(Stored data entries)
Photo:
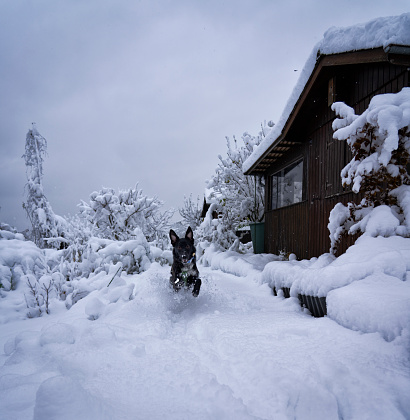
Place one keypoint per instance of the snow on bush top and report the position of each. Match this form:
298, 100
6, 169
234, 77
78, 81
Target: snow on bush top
380, 32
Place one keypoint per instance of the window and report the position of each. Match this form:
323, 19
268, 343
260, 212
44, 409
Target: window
287, 186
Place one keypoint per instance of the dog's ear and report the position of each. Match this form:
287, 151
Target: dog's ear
174, 237
189, 234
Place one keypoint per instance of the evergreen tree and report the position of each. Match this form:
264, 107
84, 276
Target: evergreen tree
379, 139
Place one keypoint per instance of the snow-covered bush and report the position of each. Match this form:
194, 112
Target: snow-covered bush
47, 228
220, 231
243, 196
116, 216
380, 142
237, 199
17, 259
191, 212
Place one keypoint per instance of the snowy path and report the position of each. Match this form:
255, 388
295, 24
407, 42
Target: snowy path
235, 352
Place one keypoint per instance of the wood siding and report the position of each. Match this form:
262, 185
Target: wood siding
302, 228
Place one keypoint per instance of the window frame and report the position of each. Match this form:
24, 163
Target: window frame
275, 201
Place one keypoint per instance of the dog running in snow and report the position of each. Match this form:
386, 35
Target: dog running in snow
184, 272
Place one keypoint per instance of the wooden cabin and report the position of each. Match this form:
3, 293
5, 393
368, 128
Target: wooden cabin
302, 164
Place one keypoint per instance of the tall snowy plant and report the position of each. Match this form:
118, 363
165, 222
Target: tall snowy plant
380, 142
117, 216
191, 212
239, 195
42, 218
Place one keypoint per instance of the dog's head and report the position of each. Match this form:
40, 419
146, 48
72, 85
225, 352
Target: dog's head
184, 250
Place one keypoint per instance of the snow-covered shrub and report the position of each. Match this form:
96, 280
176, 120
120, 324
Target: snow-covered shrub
116, 216
191, 212
239, 198
380, 142
47, 228
240, 195
17, 259
41, 291
220, 231
134, 255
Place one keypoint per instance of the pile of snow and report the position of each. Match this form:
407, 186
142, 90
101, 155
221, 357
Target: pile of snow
135, 350
241, 265
380, 32
367, 288
17, 259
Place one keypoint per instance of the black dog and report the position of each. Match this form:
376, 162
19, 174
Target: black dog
184, 271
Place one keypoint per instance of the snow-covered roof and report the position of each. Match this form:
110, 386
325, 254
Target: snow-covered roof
381, 32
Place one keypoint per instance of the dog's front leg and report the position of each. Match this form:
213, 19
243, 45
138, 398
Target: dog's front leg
197, 287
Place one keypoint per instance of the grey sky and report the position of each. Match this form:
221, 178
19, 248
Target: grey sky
146, 91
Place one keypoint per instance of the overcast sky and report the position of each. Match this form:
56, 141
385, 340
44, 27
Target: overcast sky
145, 92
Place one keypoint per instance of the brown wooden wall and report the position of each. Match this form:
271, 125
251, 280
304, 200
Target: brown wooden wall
302, 228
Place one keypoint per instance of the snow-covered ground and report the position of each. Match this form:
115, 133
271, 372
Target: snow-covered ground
235, 352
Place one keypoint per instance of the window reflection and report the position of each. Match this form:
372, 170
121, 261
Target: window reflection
287, 186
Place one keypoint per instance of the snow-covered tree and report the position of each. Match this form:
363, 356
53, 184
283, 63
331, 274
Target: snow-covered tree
380, 142
191, 211
242, 195
240, 198
46, 227
116, 216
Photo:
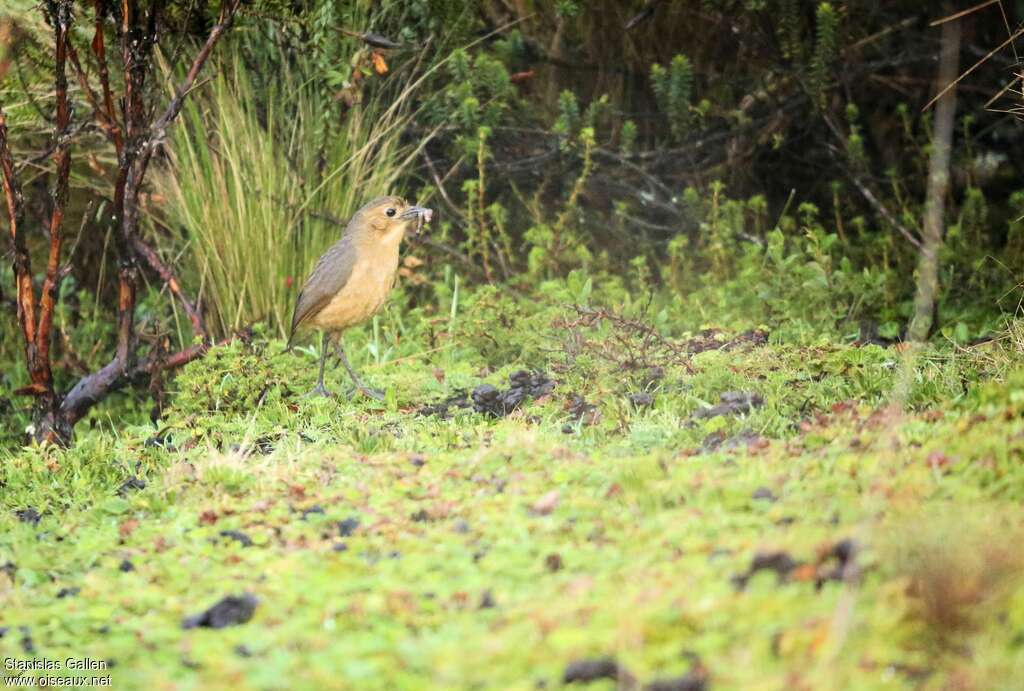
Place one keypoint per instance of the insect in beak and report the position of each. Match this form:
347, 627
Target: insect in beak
421, 214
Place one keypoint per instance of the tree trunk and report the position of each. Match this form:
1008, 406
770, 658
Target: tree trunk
938, 186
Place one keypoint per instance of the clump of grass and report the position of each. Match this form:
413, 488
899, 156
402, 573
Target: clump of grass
961, 571
263, 170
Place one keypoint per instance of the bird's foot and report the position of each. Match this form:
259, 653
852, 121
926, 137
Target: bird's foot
318, 391
369, 392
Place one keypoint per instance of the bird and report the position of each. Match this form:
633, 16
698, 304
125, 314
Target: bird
351, 281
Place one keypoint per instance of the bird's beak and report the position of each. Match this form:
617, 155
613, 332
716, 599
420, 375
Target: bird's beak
421, 214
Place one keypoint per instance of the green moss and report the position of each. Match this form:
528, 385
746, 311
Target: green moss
621, 537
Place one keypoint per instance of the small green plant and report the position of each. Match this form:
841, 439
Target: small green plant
674, 90
259, 191
825, 50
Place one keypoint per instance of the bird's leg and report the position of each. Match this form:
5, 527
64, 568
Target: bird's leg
360, 387
320, 389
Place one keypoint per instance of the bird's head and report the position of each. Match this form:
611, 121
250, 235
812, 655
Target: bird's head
388, 216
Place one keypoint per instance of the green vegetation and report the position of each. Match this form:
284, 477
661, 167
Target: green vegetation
391, 549
651, 421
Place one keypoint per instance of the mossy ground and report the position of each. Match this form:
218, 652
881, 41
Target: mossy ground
394, 550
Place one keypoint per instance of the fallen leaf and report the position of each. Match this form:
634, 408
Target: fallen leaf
546, 504
127, 527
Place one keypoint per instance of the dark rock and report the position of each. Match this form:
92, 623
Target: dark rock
263, 445
238, 535
231, 610
28, 645
718, 441
642, 399
347, 526
160, 441
731, 402
131, 484
314, 509
458, 400
488, 399
779, 562
690, 682
29, 515
587, 671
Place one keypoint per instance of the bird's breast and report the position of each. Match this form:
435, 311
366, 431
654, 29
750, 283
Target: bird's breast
364, 293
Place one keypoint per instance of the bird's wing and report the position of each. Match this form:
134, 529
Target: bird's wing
329, 276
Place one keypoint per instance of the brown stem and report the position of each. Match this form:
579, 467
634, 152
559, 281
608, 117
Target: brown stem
40, 370
133, 163
26, 296
938, 185
99, 50
167, 275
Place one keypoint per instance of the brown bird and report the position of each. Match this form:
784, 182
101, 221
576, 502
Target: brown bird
353, 277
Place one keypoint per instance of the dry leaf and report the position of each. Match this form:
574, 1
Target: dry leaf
546, 504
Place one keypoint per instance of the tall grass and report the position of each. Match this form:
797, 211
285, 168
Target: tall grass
257, 155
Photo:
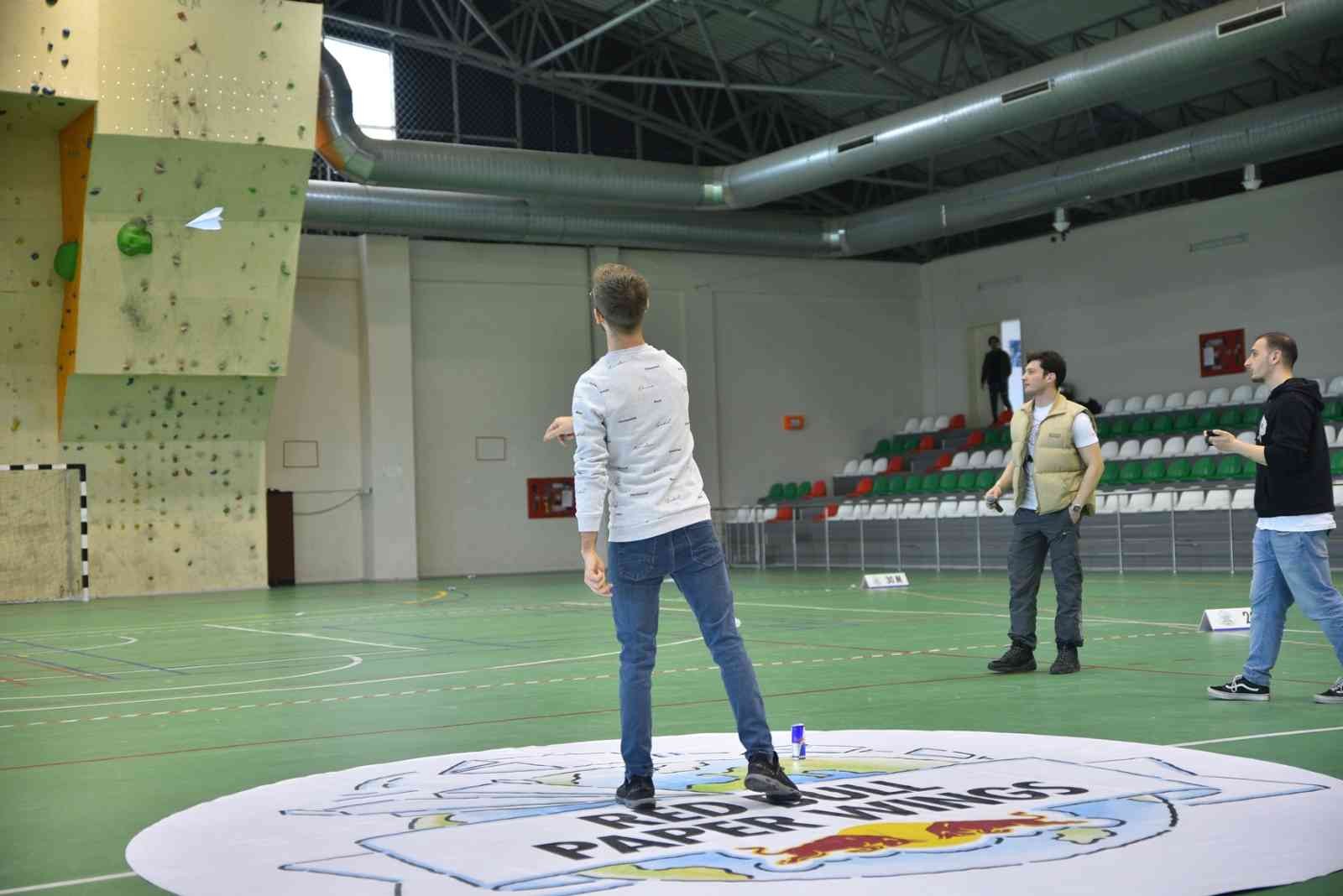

| Your task |
Please output every entry exactly as written, apart from the pictures.

| Problem solution |
Photo:
Place one keypoint per instance of the snow on bush top and report the position of each. Match this form:
298, 100
6, 169
234, 77
78, 81
Target: snow on bush top
380, 32
Place one keypoint per instance of the window and report the position of each. Match this form:
323, 19
268, 343
260, 212
44, 409
Target: window
287, 186
Place one keypoint per instance of the dog's ear and report the position of each. Match this form:
287, 151
Target: dog's ear
174, 237
189, 234
Place one keypoint per instance of the evergreen tree and report the position of each. Match this form:
264, 107
84, 276
Target: evergreen tree
379, 139
Place one keypoint per instance of the snow-covered bush and report the position of each. Match this form:
194, 112
Target: snow-covered bush
47, 228
220, 231
243, 196
116, 216
380, 142
237, 199
17, 259
191, 212
Place one keypoint per instance of the snowy path and report the position of each. Match this form:
255, 388
295, 24
407, 42
Target: snowy path
235, 352
Place one keypoint per instance of the wood siding and report the position of each. Match this form:
262, 185
Target: wood siding
302, 228
Place one keypoint per instance of the window frame and report the position of each. Match this form:
24, 163
Target: window frame
275, 201
Place one keypoint per instance of the dog running in snow and report the position of each. Match this form:
386, 35
Target: dog running in snow
184, 272
Place one keypoint per instance of the wooden cabin and report the position of each. Match this form:
3, 293
5, 393
368, 128
Target: wooden cabin
302, 164
Place one keypoint per instance of the tall snowy plant and report the position of each. Match this form:
118, 363
165, 222
Target: tall snowy plant
380, 142
117, 216
191, 212
239, 195
42, 218
Place one keypoint per instance of the dog's head and report the position of each. Match this form:
40, 419
146, 48
72, 85
225, 352
Target: dog's head
184, 250
Place one keypoint per instance of the snow-covered shrub and report the position of each. Match this form:
96, 280
176, 120
120, 324
Target: snow-covered shrub
116, 216
191, 212
239, 198
380, 142
47, 228
240, 195
17, 259
41, 291
220, 231
134, 255
Place one keypoint per instance of the pile of snow and report the position of each. Match this form:
407, 186
142, 90
101, 155
221, 357
Target: pile of snow
135, 350
241, 265
380, 32
367, 288
17, 259
Place one keypoint per instance of the black dog and report the position of each. Match this form:
376, 162
19, 174
Target: black dog
184, 271
Place one keypoint per instance of the snow-covered roof and report the position of each. Match this form:
110, 386
325, 254
Target: snow-covered roof
381, 32
Place one keypoint per instance of the dog's front leg and report the position of each. Match this form:
213, 19
243, 45
138, 398
Target: dog's front leg
197, 287
Place one keypoint per instance of the grey sky and report the position of each. Match this form:
221, 178
19, 248
Target: grey sky
146, 91
Place one keypoint per instance of the overcast sky and report the position of each. Match this form:
56, 141
385, 340
44, 27
Target: overcast sky
145, 92
Place one keypoint per instance of the brown wooden wall and report the position of each. Match this form:
271, 125
251, 280
304, 200
Target: brown wooden wall
302, 228
Place one keypoint per instance of the snow-covered ground and report the position of each. Match this form:
115, 133
271, 372
Target: snow-covered ground
235, 352
Place one keypoint per instance of the window reflection and report the position of each. Match this form:
372, 170
121, 261
Target: window reflection
287, 186
Place one keypoint per instance of the snow-covered tree and report the position of each. Match this form:
363, 356
53, 184
283, 63
331, 274
Target: snow-covered tree
380, 142
191, 211
242, 195
240, 198
46, 227
116, 216
Photo:
Place one keypoint per instance of the insect in beak and report the position of each. Match this form:
347, 627
Target: insect in beak
421, 214
Place one keypoint per instance of the tree trunk and report the position of each. Match this form:
1008, 406
770, 658
Target: tree trunk
938, 186
Place one keypoint per instance of the clump of grass and report the position of each. Match this form:
413, 488
899, 156
402, 573
Target: clump of grass
961, 571
263, 170
Place one keypoint per instance of the bird's foot and report the position of each. Match this form:
259, 653
852, 121
926, 137
Target: bird's foot
318, 391
369, 392
Place one keypoint per instance of the bird and report the position of each. Match this form:
633, 16
698, 304
125, 314
Target: bird
351, 281
Place one keypoint per instance of the bird's beak and report the position of each. Match this form:
617, 155
613, 332
716, 599
420, 375
Target: bird's beak
421, 214
Place one keypoint per instance of the green moss and report the position of each. Match this form:
528, 385
746, 311
Target: green moss
621, 537
Place one keypoint per instance of the small green plant and report the position of each. Match this form:
841, 439
Target: small green plant
674, 90
259, 191
825, 50
Place one keypoint per instance of the bird's leg and report the position of each. Match this form:
5, 527
64, 568
Target: bird's leg
360, 387
320, 389
Place one keypoint per instance of the bird's head and report the position of each. Match this form:
611, 121
250, 235
812, 655
Target: bird's head
388, 216
Place one keypoint per instance of the green vegetation and report the position of each. Match this form:
284, 477
661, 167
Target: green vegetation
391, 549
651, 421
Place one keypoint per instance of the mossy ground and report the position of each. Match this form:
218, 652
881, 41
Target: mossy ground
394, 550
Place one keypoint per instance of the fallen leaf and report the position of each. Match this form:
634, 408
Target: fallen leaf
546, 504
127, 527
Place one keypoint per instance of the dark rock and report the position of each. Match this form:
92, 623
Target: dark rock
263, 445
238, 535
231, 610
28, 645
718, 441
642, 399
347, 526
160, 441
731, 402
131, 484
314, 509
458, 400
488, 399
779, 562
690, 682
29, 515
587, 671
Place one keypoint per instance of the bird's breast and report the position of each. Match this form:
435, 311
366, 431
654, 29
750, 283
Target: bird's breast
364, 293
Place one keypoint per instance of the bird's wing and report the position of each. Match this form:
134, 529
Target: bird's wing
329, 276
Place one keypoint per instance of the brown stem and report the position of each. Match this form:
579, 467
634, 152
559, 281
608, 117
Target: brown stem
40, 370
133, 163
26, 296
938, 185
99, 50
167, 275
Place one keypoint per instance of the brown bird and report the position of each. Match this form:
784, 182
101, 221
576, 502
Target: brown bird
353, 277
Place one keypoint per instance of the dry leaf and report the position of each. Match this form:
574, 1
Target: dry leaf
546, 504
Place one keypoint per instance of the tall grass and report the position of each. Match this form:
797, 211
285, 168
Target: tall grass
257, 155
Photo:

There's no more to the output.